▶ Exercise materials
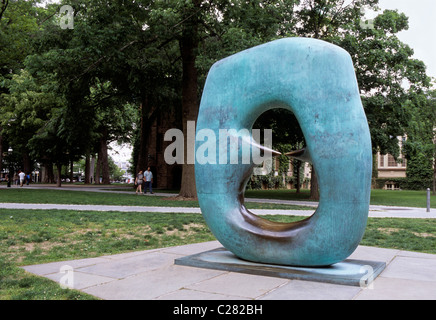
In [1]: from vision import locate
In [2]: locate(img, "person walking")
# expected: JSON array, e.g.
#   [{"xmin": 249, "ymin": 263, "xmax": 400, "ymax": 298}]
[
  {"xmin": 135, "ymin": 171, "xmax": 143, "ymax": 195},
  {"xmin": 143, "ymin": 167, "xmax": 153, "ymax": 194},
  {"xmin": 18, "ymin": 170, "xmax": 25, "ymax": 187}
]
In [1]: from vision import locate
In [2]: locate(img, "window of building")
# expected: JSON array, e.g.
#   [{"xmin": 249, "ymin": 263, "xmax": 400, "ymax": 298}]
[
  {"xmin": 385, "ymin": 183, "xmax": 400, "ymax": 190},
  {"xmin": 387, "ymin": 154, "xmax": 397, "ymax": 167},
  {"xmin": 401, "ymin": 156, "xmax": 406, "ymax": 167},
  {"xmin": 379, "ymin": 154, "xmax": 385, "ymax": 167}
]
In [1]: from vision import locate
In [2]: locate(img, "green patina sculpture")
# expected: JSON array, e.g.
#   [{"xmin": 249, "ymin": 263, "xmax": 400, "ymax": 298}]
[{"xmin": 195, "ymin": 38, "xmax": 372, "ymax": 267}]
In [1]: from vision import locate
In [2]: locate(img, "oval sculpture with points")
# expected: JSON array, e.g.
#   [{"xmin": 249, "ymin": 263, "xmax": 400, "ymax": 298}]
[{"xmin": 195, "ymin": 38, "xmax": 372, "ymax": 267}]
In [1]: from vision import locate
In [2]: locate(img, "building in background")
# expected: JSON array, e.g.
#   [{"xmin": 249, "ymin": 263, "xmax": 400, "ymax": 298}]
[{"xmin": 376, "ymin": 136, "xmax": 407, "ymax": 190}]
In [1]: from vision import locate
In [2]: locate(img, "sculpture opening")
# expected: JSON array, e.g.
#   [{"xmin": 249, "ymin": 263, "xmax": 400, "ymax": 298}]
[{"xmin": 246, "ymin": 107, "xmax": 315, "ymax": 224}]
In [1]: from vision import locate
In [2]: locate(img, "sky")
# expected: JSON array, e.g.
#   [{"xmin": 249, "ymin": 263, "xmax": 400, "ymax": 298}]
[{"xmin": 371, "ymin": 0, "xmax": 436, "ymax": 81}]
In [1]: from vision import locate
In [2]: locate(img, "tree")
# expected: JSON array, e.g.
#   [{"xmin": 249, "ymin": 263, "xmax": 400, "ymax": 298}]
[
  {"xmin": 89, "ymin": 81, "xmax": 136, "ymax": 184},
  {"xmin": 24, "ymin": 0, "xmax": 148, "ymax": 185},
  {"xmin": 27, "ymin": 108, "xmax": 73, "ymax": 187},
  {"xmin": 339, "ymin": 9, "xmax": 430, "ymax": 157},
  {"xmin": 287, "ymin": 0, "xmax": 431, "ymax": 198},
  {"xmin": 0, "ymin": 0, "xmax": 44, "ymax": 75},
  {"xmin": 156, "ymin": 0, "xmax": 300, "ymax": 197},
  {"xmin": 289, "ymin": 0, "xmax": 381, "ymax": 199},
  {"xmin": 0, "ymin": 0, "xmax": 53, "ymax": 174},
  {"xmin": 403, "ymin": 90, "xmax": 436, "ymax": 191},
  {"xmin": 0, "ymin": 69, "xmax": 62, "ymax": 174}
]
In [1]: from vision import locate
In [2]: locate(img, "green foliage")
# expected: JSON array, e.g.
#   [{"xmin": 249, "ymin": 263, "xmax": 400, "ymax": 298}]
[
  {"xmin": 374, "ymin": 177, "xmax": 433, "ymax": 191},
  {"xmin": 337, "ymin": 8, "xmax": 430, "ymax": 156},
  {"xmin": 0, "ymin": 0, "xmax": 40, "ymax": 75},
  {"xmin": 0, "ymin": 70, "xmax": 62, "ymax": 143},
  {"xmin": 0, "ymin": 69, "xmax": 65, "ymax": 173},
  {"xmin": 288, "ymin": 1, "xmax": 431, "ymax": 157},
  {"xmin": 403, "ymin": 90, "xmax": 436, "ymax": 182},
  {"xmin": 247, "ymin": 173, "xmax": 300, "ymax": 191}
]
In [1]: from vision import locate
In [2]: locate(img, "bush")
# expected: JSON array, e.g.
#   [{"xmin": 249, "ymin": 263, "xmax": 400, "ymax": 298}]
[
  {"xmin": 374, "ymin": 177, "xmax": 433, "ymax": 191},
  {"xmin": 247, "ymin": 173, "xmax": 301, "ymax": 190}
]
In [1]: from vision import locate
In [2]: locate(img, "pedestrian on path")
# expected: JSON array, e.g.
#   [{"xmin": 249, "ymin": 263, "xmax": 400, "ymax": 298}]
[
  {"xmin": 144, "ymin": 167, "xmax": 153, "ymax": 194},
  {"xmin": 18, "ymin": 170, "xmax": 25, "ymax": 187},
  {"xmin": 135, "ymin": 171, "xmax": 143, "ymax": 194}
]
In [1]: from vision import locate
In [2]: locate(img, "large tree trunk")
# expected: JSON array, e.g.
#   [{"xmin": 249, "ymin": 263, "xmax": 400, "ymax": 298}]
[
  {"xmin": 84, "ymin": 153, "xmax": 90, "ymax": 184},
  {"xmin": 22, "ymin": 151, "xmax": 32, "ymax": 174},
  {"xmin": 98, "ymin": 127, "xmax": 110, "ymax": 184},
  {"xmin": 69, "ymin": 159, "xmax": 74, "ymax": 183},
  {"xmin": 41, "ymin": 162, "xmax": 55, "ymax": 183},
  {"xmin": 178, "ymin": 0, "xmax": 200, "ymax": 199},
  {"xmin": 295, "ymin": 161, "xmax": 301, "ymax": 194},
  {"xmin": 309, "ymin": 165, "xmax": 320, "ymax": 200},
  {"xmin": 0, "ymin": 134, "xmax": 3, "ymax": 173},
  {"xmin": 136, "ymin": 98, "xmax": 149, "ymax": 173},
  {"xmin": 433, "ymin": 158, "xmax": 436, "ymax": 195},
  {"xmin": 56, "ymin": 164, "xmax": 62, "ymax": 187},
  {"xmin": 136, "ymin": 97, "xmax": 158, "ymax": 174},
  {"xmin": 90, "ymin": 154, "xmax": 96, "ymax": 184},
  {"xmin": 95, "ymin": 153, "xmax": 101, "ymax": 184}
]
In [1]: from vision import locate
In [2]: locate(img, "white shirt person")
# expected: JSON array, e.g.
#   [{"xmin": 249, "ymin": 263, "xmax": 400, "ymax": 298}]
[{"xmin": 143, "ymin": 167, "xmax": 153, "ymax": 194}]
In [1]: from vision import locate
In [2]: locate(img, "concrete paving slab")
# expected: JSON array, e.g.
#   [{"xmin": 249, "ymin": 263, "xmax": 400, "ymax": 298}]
[
  {"xmin": 258, "ymin": 280, "xmax": 361, "ymax": 300},
  {"xmin": 184, "ymin": 272, "xmax": 289, "ymax": 299},
  {"xmin": 397, "ymin": 250, "xmax": 436, "ymax": 259},
  {"xmin": 162, "ymin": 241, "xmax": 224, "ymax": 256},
  {"xmin": 78, "ymin": 251, "xmax": 180, "ymax": 279},
  {"xmin": 380, "ymin": 256, "xmax": 436, "ymax": 282},
  {"xmin": 45, "ymin": 270, "xmax": 116, "ymax": 290},
  {"xmin": 155, "ymin": 288, "xmax": 248, "ymax": 300},
  {"xmin": 348, "ymin": 245, "xmax": 400, "ymax": 263},
  {"xmin": 83, "ymin": 264, "xmax": 226, "ymax": 300},
  {"xmin": 21, "ymin": 256, "xmax": 112, "ymax": 276},
  {"xmin": 355, "ymin": 277, "xmax": 436, "ymax": 300},
  {"xmin": 20, "ymin": 241, "xmax": 436, "ymax": 300}
]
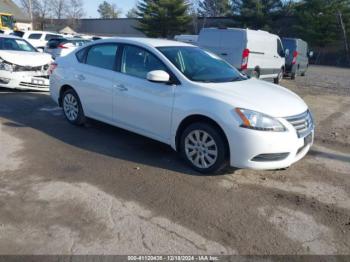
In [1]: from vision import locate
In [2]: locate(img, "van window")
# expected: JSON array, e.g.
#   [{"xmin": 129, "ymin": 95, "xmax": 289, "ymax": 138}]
[
  {"xmin": 86, "ymin": 44, "xmax": 118, "ymax": 70},
  {"xmin": 277, "ymin": 39, "xmax": 284, "ymax": 57},
  {"xmin": 28, "ymin": 34, "xmax": 42, "ymax": 40}
]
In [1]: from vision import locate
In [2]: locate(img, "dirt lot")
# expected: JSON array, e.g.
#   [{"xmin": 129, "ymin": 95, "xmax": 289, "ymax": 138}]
[{"xmin": 0, "ymin": 65, "xmax": 349, "ymax": 255}]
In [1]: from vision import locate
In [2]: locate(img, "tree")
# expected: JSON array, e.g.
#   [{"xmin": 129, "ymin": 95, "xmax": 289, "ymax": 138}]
[
  {"xmin": 126, "ymin": 7, "xmax": 139, "ymax": 18},
  {"xmin": 231, "ymin": 0, "xmax": 284, "ymax": 30},
  {"xmin": 98, "ymin": 1, "xmax": 122, "ymax": 19},
  {"xmin": 198, "ymin": 0, "xmax": 231, "ymax": 17},
  {"xmin": 66, "ymin": 0, "xmax": 85, "ymax": 29},
  {"xmin": 51, "ymin": 0, "xmax": 68, "ymax": 19},
  {"xmin": 136, "ymin": 0, "xmax": 192, "ymax": 38}
]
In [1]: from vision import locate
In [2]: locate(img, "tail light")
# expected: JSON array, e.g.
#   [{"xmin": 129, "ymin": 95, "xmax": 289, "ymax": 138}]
[
  {"xmin": 241, "ymin": 48, "xmax": 250, "ymax": 70},
  {"xmin": 58, "ymin": 44, "xmax": 69, "ymax": 49},
  {"xmin": 292, "ymin": 51, "xmax": 298, "ymax": 65},
  {"xmin": 48, "ymin": 63, "xmax": 58, "ymax": 75}
]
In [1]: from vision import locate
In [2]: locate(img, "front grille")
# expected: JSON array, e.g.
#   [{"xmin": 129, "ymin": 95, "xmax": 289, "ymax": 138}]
[
  {"xmin": 14, "ymin": 64, "xmax": 50, "ymax": 72},
  {"xmin": 286, "ymin": 110, "xmax": 314, "ymax": 138},
  {"xmin": 19, "ymin": 82, "xmax": 49, "ymax": 89}
]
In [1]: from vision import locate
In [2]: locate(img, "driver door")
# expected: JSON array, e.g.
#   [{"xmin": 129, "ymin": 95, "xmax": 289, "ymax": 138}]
[{"xmin": 113, "ymin": 45, "xmax": 176, "ymax": 142}]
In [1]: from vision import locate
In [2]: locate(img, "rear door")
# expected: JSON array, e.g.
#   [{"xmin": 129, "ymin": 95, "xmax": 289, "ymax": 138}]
[
  {"xmin": 73, "ymin": 43, "xmax": 119, "ymax": 122},
  {"xmin": 298, "ymin": 40, "xmax": 309, "ymax": 73},
  {"xmin": 220, "ymin": 30, "xmax": 244, "ymax": 68}
]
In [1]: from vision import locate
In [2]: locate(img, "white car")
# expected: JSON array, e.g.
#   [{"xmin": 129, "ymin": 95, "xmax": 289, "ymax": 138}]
[
  {"xmin": 44, "ymin": 37, "xmax": 91, "ymax": 59},
  {"xmin": 50, "ymin": 38, "xmax": 314, "ymax": 173},
  {"xmin": 0, "ymin": 35, "xmax": 52, "ymax": 91},
  {"xmin": 22, "ymin": 31, "xmax": 63, "ymax": 50},
  {"xmin": 198, "ymin": 28, "xmax": 286, "ymax": 84}
]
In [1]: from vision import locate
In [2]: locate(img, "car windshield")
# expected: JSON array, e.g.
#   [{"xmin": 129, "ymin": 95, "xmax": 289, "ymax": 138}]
[
  {"xmin": 0, "ymin": 38, "xmax": 37, "ymax": 52},
  {"xmin": 158, "ymin": 46, "xmax": 247, "ymax": 83}
]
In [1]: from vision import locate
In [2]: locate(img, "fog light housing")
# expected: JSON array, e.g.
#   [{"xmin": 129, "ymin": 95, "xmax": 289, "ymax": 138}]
[
  {"xmin": 0, "ymin": 77, "xmax": 10, "ymax": 84},
  {"xmin": 251, "ymin": 153, "xmax": 290, "ymax": 162}
]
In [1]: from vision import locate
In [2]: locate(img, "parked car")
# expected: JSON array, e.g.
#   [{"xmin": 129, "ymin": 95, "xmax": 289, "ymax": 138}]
[
  {"xmin": 22, "ymin": 31, "xmax": 63, "ymax": 51},
  {"xmin": 44, "ymin": 38, "xmax": 91, "ymax": 59},
  {"xmin": 50, "ymin": 38, "xmax": 314, "ymax": 174},
  {"xmin": 174, "ymin": 35, "xmax": 198, "ymax": 44},
  {"xmin": 197, "ymin": 28, "xmax": 286, "ymax": 84},
  {"xmin": 282, "ymin": 38, "xmax": 312, "ymax": 79},
  {"xmin": 0, "ymin": 35, "xmax": 52, "ymax": 91}
]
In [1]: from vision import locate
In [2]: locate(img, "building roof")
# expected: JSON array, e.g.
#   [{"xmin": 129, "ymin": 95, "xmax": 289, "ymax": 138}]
[
  {"xmin": 59, "ymin": 26, "xmax": 76, "ymax": 35},
  {"xmin": 0, "ymin": 0, "xmax": 30, "ymax": 22}
]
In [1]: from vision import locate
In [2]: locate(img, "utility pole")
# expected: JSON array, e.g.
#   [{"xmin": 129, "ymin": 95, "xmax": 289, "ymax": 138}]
[{"xmin": 29, "ymin": 0, "xmax": 33, "ymax": 22}]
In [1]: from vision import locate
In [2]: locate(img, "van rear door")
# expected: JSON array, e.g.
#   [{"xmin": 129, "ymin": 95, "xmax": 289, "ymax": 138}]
[{"xmin": 219, "ymin": 30, "xmax": 245, "ymax": 68}]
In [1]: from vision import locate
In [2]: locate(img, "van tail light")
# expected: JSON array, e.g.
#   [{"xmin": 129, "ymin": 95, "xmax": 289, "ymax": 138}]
[
  {"xmin": 292, "ymin": 51, "xmax": 298, "ymax": 65},
  {"xmin": 241, "ymin": 48, "xmax": 250, "ymax": 70},
  {"xmin": 48, "ymin": 63, "xmax": 58, "ymax": 75}
]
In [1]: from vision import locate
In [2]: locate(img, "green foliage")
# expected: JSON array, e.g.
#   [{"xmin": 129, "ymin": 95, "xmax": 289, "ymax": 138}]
[
  {"xmin": 198, "ymin": 0, "xmax": 231, "ymax": 17},
  {"xmin": 136, "ymin": 0, "xmax": 192, "ymax": 38},
  {"xmin": 231, "ymin": 0, "xmax": 283, "ymax": 31},
  {"xmin": 98, "ymin": 1, "xmax": 122, "ymax": 19},
  {"xmin": 293, "ymin": 0, "xmax": 350, "ymax": 48}
]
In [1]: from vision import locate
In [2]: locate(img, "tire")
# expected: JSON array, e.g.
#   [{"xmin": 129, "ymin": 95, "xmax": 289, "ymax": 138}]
[
  {"xmin": 180, "ymin": 122, "xmax": 229, "ymax": 174},
  {"xmin": 62, "ymin": 89, "xmax": 86, "ymax": 126},
  {"xmin": 301, "ymin": 72, "xmax": 306, "ymax": 77},
  {"xmin": 274, "ymin": 69, "xmax": 283, "ymax": 84},
  {"xmin": 291, "ymin": 72, "xmax": 296, "ymax": 80},
  {"xmin": 251, "ymin": 69, "xmax": 260, "ymax": 79}
]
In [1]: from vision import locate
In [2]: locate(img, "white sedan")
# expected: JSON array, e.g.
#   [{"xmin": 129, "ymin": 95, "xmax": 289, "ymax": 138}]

▶ Activity
In the records above, some lines may contain the word "door"; copy every one of them.

▶ Exercise output
In [2]: locate(img, "driver door")
In [2]: locate(img, "rear door")
In [2]: locate(img, "van rear door")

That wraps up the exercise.